(Hedef A)
Okuma metnine göre Rebi Faro yaşamını hangi iki ülke arasında paylaştırmıştır?

(Okuma Metni)

——————

Duymayanlara duyurulur! REBİ FARO markalaşma yolunda…

Rebi Faro içindeki kültür kolâjını ve onun getirilerini özgün takı tasarımlarıyla dışa yansıtıyor.

Miryam ŞULAM
20 Mayıs 2010 Perşembe

Rebi’yle tanışıklığım uzun yıllar öncesine dayanır. O, ortak arkadaşlarımız arasında en renkli, en pozitif kişiliklerinden biridir. Onun yanında insanın huzur ve keyif duymaması mümkün değildir. Her sene sonunda hediyeli yeni yıl partisi için bize evini açan Rebi Faro’nun bulaşıcı güzel enerjisini bulunduğu her ortamda hissedebilirsiniz. Bu enerjisi, yaşamının yarısını İsrail’de, yarısını Türkiye’de geçiren biri olarak yaratıcı kimliğiyle birleşince, ortaya ne güzel eserler çıkarttığını sizlerle paylaşmak için kendisiyle söyleştim.

 

25 Mayıs Salı günü, TOG Bazar’da senin tasarımların da satılıyor olacak. TOG Bazar ne amaçla düzenleniyor?

——————

(Verilen Veriler)
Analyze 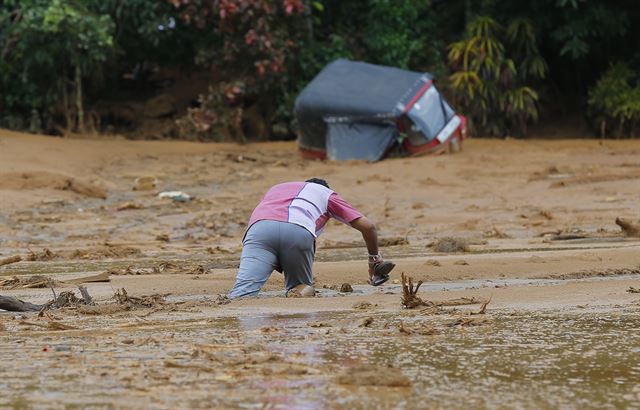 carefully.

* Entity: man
[229,178,395,298]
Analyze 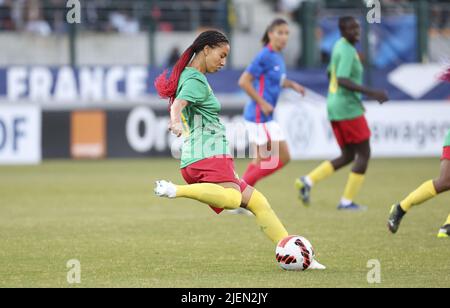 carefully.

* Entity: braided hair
[155,30,230,108]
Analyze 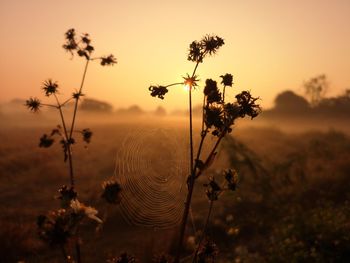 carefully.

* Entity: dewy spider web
[115,129,188,229]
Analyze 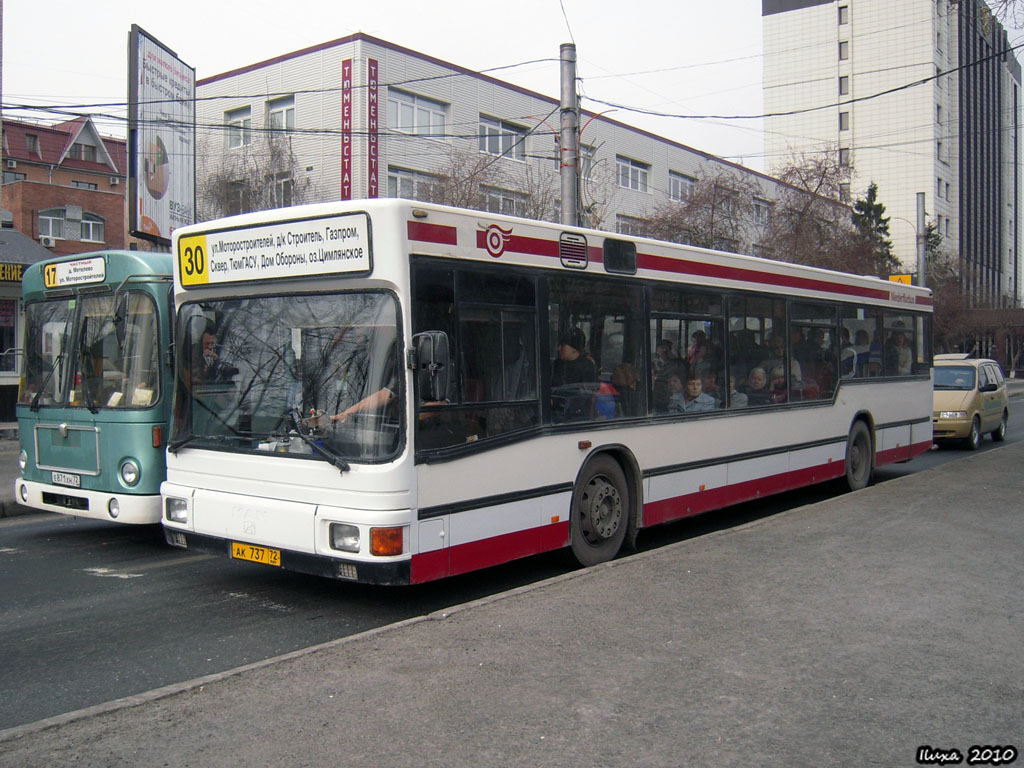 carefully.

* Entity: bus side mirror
[114,293,128,349]
[412,331,452,402]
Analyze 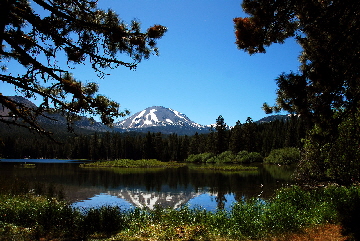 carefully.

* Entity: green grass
[0,186,360,240]
[80,159,185,168]
[190,164,258,172]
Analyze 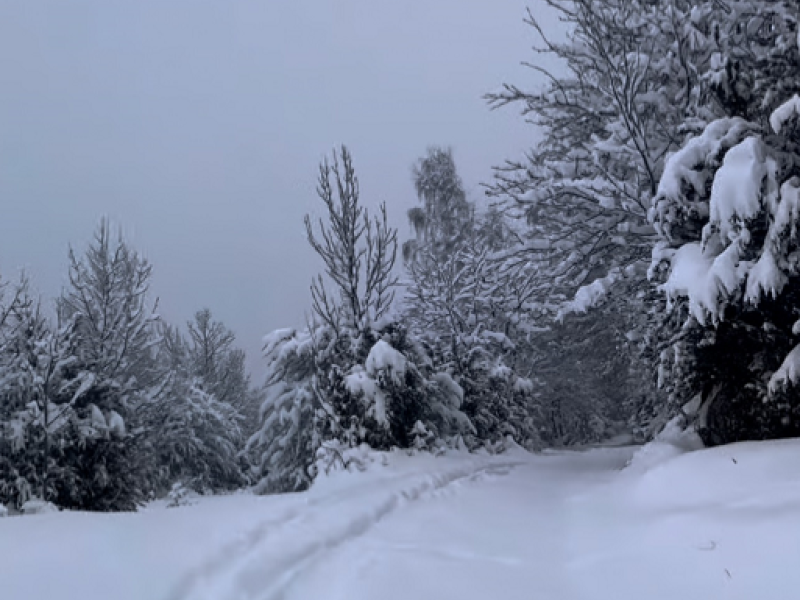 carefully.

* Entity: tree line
[0,220,261,511]
[6,0,800,509]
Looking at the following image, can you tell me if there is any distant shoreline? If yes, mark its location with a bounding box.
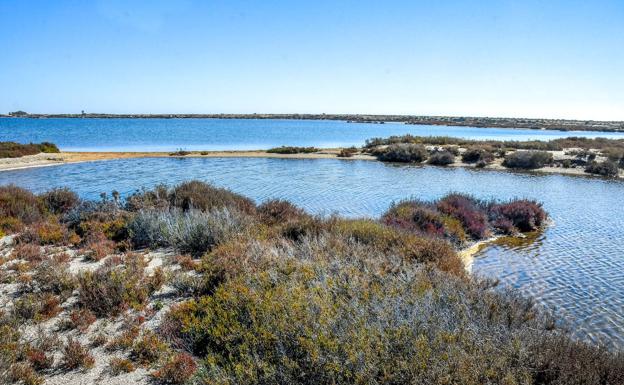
[0,149,624,180]
[0,113,624,132]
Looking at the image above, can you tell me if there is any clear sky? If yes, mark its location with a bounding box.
[0,0,624,120]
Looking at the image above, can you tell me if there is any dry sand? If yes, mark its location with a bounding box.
[0,149,624,178]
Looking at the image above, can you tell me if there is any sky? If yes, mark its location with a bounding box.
[0,0,624,120]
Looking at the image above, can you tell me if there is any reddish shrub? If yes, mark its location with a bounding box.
[0,185,45,224]
[152,353,197,384]
[490,199,546,231]
[26,348,54,371]
[63,338,95,370]
[69,308,96,332]
[11,243,44,263]
[437,194,488,239]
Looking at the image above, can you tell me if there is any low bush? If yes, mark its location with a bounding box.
[169,181,256,214]
[40,187,80,214]
[169,149,191,156]
[436,194,489,239]
[78,257,151,317]
[377,143,428,163]
[490,199,547,233]
[152,353,197,385]
[266,146,318,154]
[69,308,96,333]
[461,146,494,164]
[62,337,95,370]
[427,151,455,166]
[503,151,553,170]
[0,142,60,158]
[26,347,54,372]
[129,208,247,255]
[338,147,358,158]
[6,362,45,385]
[108,357,135,376]
[130,331,167,365]
[0,185,45,224]
[585,160,620,177]
[258,199,307,225]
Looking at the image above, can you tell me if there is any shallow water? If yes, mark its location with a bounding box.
[0,158,624,349]
[0,118,624,151]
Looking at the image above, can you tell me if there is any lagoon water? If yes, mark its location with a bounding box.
[0,118,624,151]
[0,158,624,349]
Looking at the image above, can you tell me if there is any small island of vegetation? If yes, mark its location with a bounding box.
[0,181,624,384]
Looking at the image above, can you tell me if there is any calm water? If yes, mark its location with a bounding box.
[0,118,624,151]
[0,158,624,348]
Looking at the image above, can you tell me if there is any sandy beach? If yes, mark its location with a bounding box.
[0,149,624,178]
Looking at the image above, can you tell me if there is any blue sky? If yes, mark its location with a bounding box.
[0,0,624,120]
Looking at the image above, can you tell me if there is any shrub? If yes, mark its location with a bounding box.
[11,243,44,263]
[169,148,191,156]
[161,255,588,385]
[338,147,358,158]
[40,188,80,214]
[258,199,307,225]
[19,217,71,245]
[9,363,44,385]
[62,337,95,370]
[26,347,54,371]
[152,353,197,385]
[427,151,455,166]
[462,146,494,164]
[32,258,76,299]
[169,181,256,214]
[129,208,246,255]
[130,331,167,365]
[436,194,488,239]
[108,357,135,376]
[490,199,546,232]
[69,308,96,333]
[377,143,428,163]
[503,151,553,170]
[0,142,60,158]
[266,146,318,154]
[78,258,151,316]
[585,160,620,177]
[0,185,45,224]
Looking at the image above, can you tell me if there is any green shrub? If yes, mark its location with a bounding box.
[377,143,428,163]
[503,151,553,170]
[585,160,620,177]
[427,151,455,166]
[152,353,197,385]
[40,187,80,214]
[462,146,494,163]
[0,185,45,224]
[0,142,60,158]
[78,256,151,317]
[62,337,95,370]
[129,208,248,255]
[169,181,256,214]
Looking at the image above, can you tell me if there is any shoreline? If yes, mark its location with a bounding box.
[0,113,624,133]
[0,149,624,180]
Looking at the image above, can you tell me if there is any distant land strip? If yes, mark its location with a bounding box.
[0,111,624,132]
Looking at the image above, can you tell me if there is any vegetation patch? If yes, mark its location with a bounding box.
[266,146,319,154]
[0,142,60,158]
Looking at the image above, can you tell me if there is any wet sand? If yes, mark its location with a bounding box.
[0,149,624,178]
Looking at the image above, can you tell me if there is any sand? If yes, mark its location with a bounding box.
[0,149,624,178]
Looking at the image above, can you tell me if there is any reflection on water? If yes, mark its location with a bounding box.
[0,158,624,348]
[0,118,624,151]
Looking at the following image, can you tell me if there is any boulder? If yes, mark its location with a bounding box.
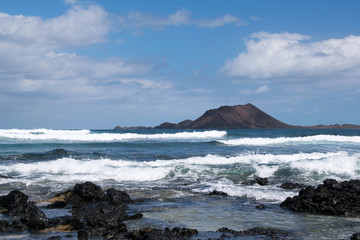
[207,190,229,197]
[280,182,306,190]
[0,190,49,230]
[67,182,106,204]
[280,179,360,216]
[46,201,66,209]
[106,188,132,205]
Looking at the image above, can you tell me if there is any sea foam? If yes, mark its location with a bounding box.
[218,134,360,146]
[0,129,226,142]
[0,152,360,187]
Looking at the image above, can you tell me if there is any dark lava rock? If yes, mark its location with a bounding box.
[350,233,360,240]
[11,220,27,231]
[46,201,66,209]
[126,227,198,240]
[0,190,28,215]
[207,190,229,197]
[217,227,293,240]
[106,188,132,205]
[0,220,10,232]
[0,174,13,179]
[280,182,306,190]
[256,204,265,209]
[242,177,269,186]
[20,203,49,230]
[0,190,49,230]
[280,179,360,216]
[67,182,106,204]
[72,204,127,228]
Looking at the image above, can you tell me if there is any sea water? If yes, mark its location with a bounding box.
[0,129,360,239]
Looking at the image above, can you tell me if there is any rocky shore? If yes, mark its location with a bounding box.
[0,178,360,240]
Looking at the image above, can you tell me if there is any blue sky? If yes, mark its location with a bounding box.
[0,0,360,129]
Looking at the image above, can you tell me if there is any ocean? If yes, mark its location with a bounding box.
[0,129,360,239]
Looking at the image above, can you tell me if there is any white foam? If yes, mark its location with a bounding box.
[0,152,360,187]
[218,135,360,146]
[0,129,226,142]
[193,178,295,202]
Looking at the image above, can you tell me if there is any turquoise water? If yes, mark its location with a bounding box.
[0,129,360,239]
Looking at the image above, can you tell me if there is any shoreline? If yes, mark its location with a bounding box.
[0,178,360,240]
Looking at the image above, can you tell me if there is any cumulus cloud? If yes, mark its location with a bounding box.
[0,0,166,104]
[0,5,110,48]
[240,85,270,95]
[118,9,246,30]
[221,32,360,81]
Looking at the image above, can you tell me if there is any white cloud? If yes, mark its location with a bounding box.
[0,1,162,101]
[0,2,110,48]
[240,85,270,95]
[221,32,360,81]
[118,9,245,30]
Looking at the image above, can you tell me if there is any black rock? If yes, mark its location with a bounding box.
[67,182,106,204]
[11,220,27,231]
[20,203,49,230]
[217,227,292,240]
[46,201,66,209]
[207,190,229,197]
[0,220,10,232]
[242,177,269,186]
[280,179,360,216]
[0,190,49,230]
[350,233,360,240]
[256,204,265,209]
[0,190,28,214]
[280,182,306,190]
[106,188,132,205]
[72,204,127,228]
[126,227,198,240]
[0,174,13,179]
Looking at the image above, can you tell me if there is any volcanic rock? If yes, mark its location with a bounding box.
[67,182,106,203]
[217,227,293,240]
[280,179,360,216]
[155,103,297,129]
[280,182,306,190]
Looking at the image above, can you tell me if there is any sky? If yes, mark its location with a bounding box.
[0,0,360,129]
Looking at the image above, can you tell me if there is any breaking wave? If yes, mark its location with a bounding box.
[218,135,360,146]
[0,129,227,142]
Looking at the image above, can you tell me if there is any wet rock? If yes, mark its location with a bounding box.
[11,220,27,231]
[73,204,127,228]
[67,182,106,204]
[280,179,360,216]
[0,190,28,215]
[280,182,306,190]
[350,233,360,240]
[217,227,293,240]
[255,177,269,186]
[47,236,61,240]
[126,227,198,240]
[207,190,229,197]
[242,177,269,186]
[0,220,10,232]
[256,204,265,209]
[0,190,49,230]
[106,188,132,205]
[46,201,66,209]
[127,213,144,220]
[20,203,49,230]
[0,174,13,179]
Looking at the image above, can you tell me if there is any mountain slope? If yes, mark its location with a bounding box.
[155,103,297,129]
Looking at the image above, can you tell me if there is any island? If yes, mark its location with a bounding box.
[115,103,360,130]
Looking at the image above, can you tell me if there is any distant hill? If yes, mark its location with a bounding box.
[115,103,360,130]
[155,103,299,129]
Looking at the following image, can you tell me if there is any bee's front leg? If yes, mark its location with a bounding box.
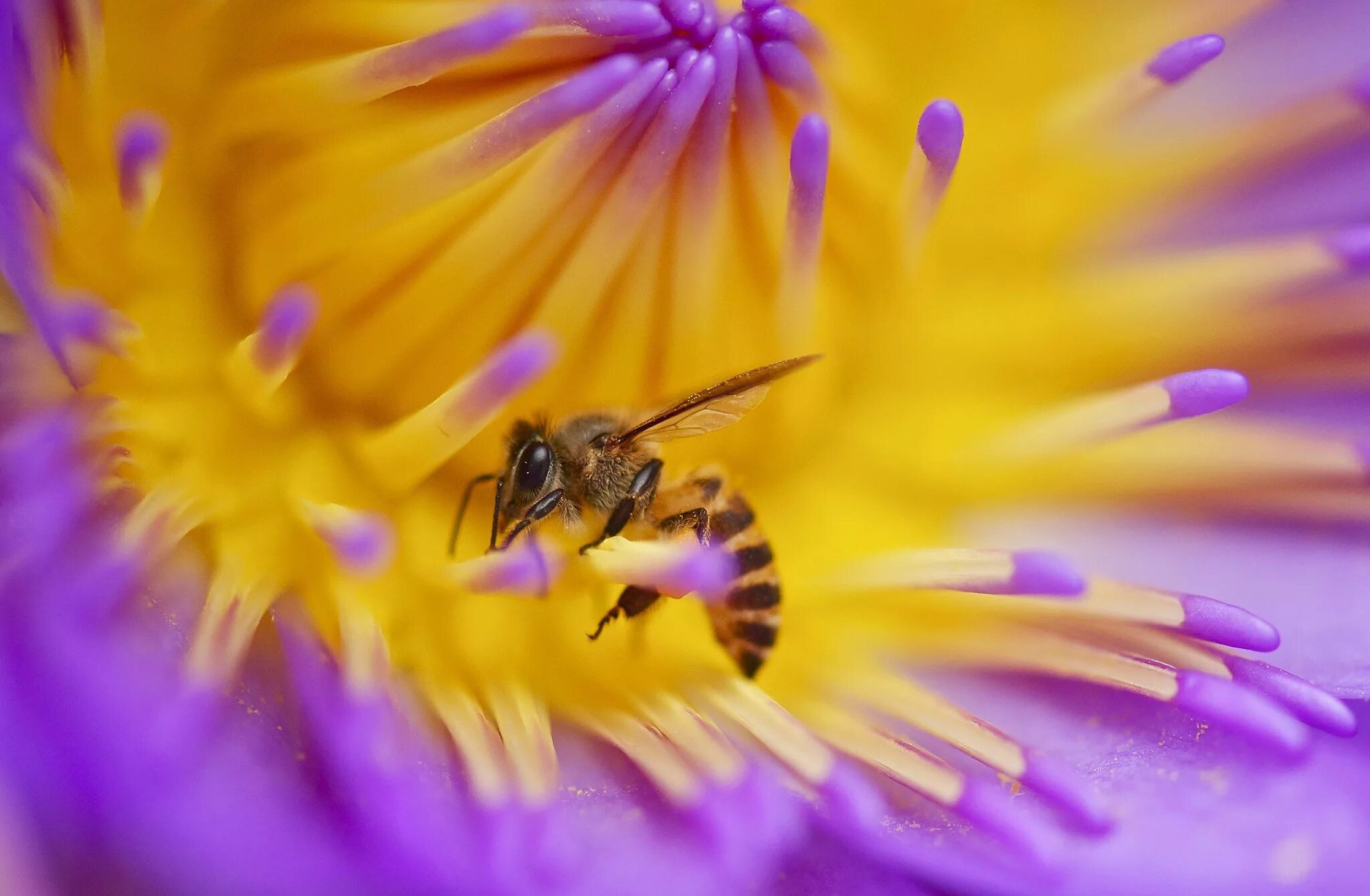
[581,459,664,554]
[656,507,708,548]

——————

(Hedef B)
Yukarıdaki verilerden "distant" sözcüğünü içeren her satırı ayıkla.

(Çözümlü Yanıt A)
İsrail ve Türkiye.

(Çözümlü Yanıt B)
Looking at the following image, can you tell me if there is any distant shoreline? If yes, mark its location with a bounding box.
Looking at the image above, can you tell me if there is any distant land strip? If yes, mark its location with a bounding box.
Looking at the image above, can you tell me if there is any distant hill? If yes, mark its location with a bounding box.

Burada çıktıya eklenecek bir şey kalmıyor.